* **Extrait du document**:
Biodiversité et pandémies : quelles priorités de recherche et d'actions ?

Un rapport de synthèse des connaissances sur la biodiversité et les pandémies, élaboré par un groupe de 9 experts internationaux, dont Alexandre CARON, UMR ASTRE du Cirad, vient d'être publié par Eklipse. Il formule quatre recommandations pour l'élaboration de programmes de recherche à l’interface entre santé humaine, animale et des écosystèmes.

Mieux comprendre et gérer le phénomène de saut d’espèce ou « spillover »

Qui qualifie le passage d’un agent pathogène d’une espèce à une autre est essentiel pour prévenir et contrôler les épidémies, voire les pandémies, mais aussi les panzooties dans les élevages et les risques sur la santé des animaux sauvages. C’est l’un des principaux défis à relever pour les scientifiques d'après ce rapport. Ces phénomènes se produisent aux interfaces entre faune sauvage, animaux domestiques et populations humaines, qui sont en constante évolution. Pour les étudier, les experts recommandent une approche interdisciplinaire, mêlant sciences naturelles et sociales. Ils soulignent également l'implication essentielle des populations locales comme un élément clé pour formuler des politiques de prévention et de préparation aux pandémies.

Les principales questions aux interfaces entre faune sauvage, animaux domestiques et populations humaines qui nécessitent de nouvelles recherches sont les suivantes :

  1. Comment les populations hôtes et non hôtes s'adaptent à l'évolution des interfaces ;
  2. Quelles sont les conséquences des changements à l'interface entre faune sauvage, animaux domestiques et populations humaines (W/D/H) sur les dynamiques épidémiologiques des agents pathogènes, y compris la capacité des agents pathogènes à évoluer et à franchir les barrières entre les espèces ; 
  3. Quel est le risque de propagation aux interfaces W/D/H, y compris les facteurs économiques, sociaux et culturels passés et présents des interactions homme-animal qui augmentent le risque de propagation d'agents pathogènes zoonotiques ;
  4. Comment évaluer le potentiel pandémique d'un événement de dissémination donné ;
  5. Comment évaluer de manière simultanée des processus à plusieurs échelles spatiales afin de comprendre les menaces émergentes et leurs caractéristiques lors du passage d'une échelle à l'autre ;
  6. Développer des outils de diagnostic et une gestion intégrée des données relatives aux agents pathogènes potentiels transportés par la faune.

* **Extraits d'un jeu de données**:
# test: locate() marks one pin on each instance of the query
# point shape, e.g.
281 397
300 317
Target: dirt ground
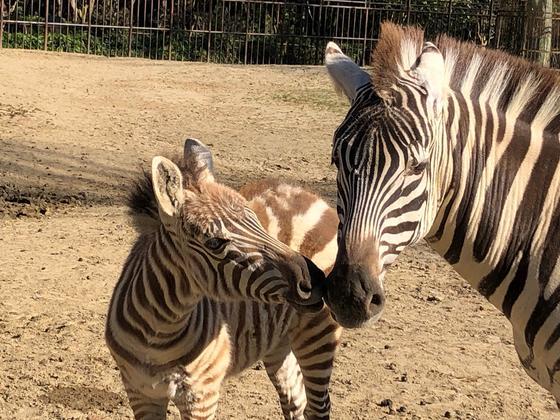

* **Consigne 1**: Les affirmations suivantes concordent-elles avec le texte sur la biodiversité et les pandémies ? Pour chacune, répondez par oui ou par non en citant les mots du texte qui tranchent. (a) Le rapport a été élaboré par un groupe de 9 experts internationaux. (b) Le rapport formule six recommandations. (c) Les experts recommandent une approche interdisciplinaire mêlant sciences naturelles et sociales.
* **Consigne 2**: D'après le texte sur la biodiversité et les pandémies, qu'est-il essentiel de prévenir et de contrôler en comprenant le passage d'un agent pathogène d'une espèce à une autre ? Donnez-en la liste complète.
* **Consigne 3**: Poursuivez le texte sur la biodiversité et les pandémies à partir de sa dernière phrase.
Les enregistrements constituent un matériau à part, indépendant du texte.

* **Réponse attendue 1**:
(a) Oui : « élaboré par un groupe de 9 experts internationaux ».
(b) Non : « Il formule quatre recommandations ».
(c) Oui : « les experts recommandent une approche interdisciplinaire, mêlant sciences naturelles et sociales ».

* **Réponse attendue 2**:
- les épidémies
- les pandémies
- les panzooties dans les élevages
- les risques sur la santé des animaux sauvages

* **Réponse attendue 3**:
Le rapport est issu d'une requête de besoin de connaissances, présentée à Eklipse, par plusieurs directions de la Commission européenne ainsi que l’OHHLEP, PREZODE notamment et suivie par un consortium intersectoriel de scientifiques dans les domaines des sciences naturelles, biomédicales et sociales. Ces recommandations alimenteront la définition des prochains appels d’offre de l’Union Européenne sur la thématique.

"Identifier les lacunes dans les connaissances en matière de lien entre biodiversité et pandémies et en tirer des recommandations a été une tâche très stimulante pour notre groupe de travail Eklipse. Il remet en question notre relation avec la nature et certains des piliers de nos sociétés et modes de vie actuels". Alexandre CARON, Ecologue de la santé au Cirad.

Eklipse

A été créé en 2016 pour aider les gouvernements, les institutions, les entreprises et les ONG à prendre des décisions éclairées. Eklipse est reconnu par la Commission européenne comme en tant que pilier scientifique du Centre de connaissances sur la biodiversité (EC-KCBD). Depuis 2022, Eklipse est géré par l'organisation à but non lucratif Alternet.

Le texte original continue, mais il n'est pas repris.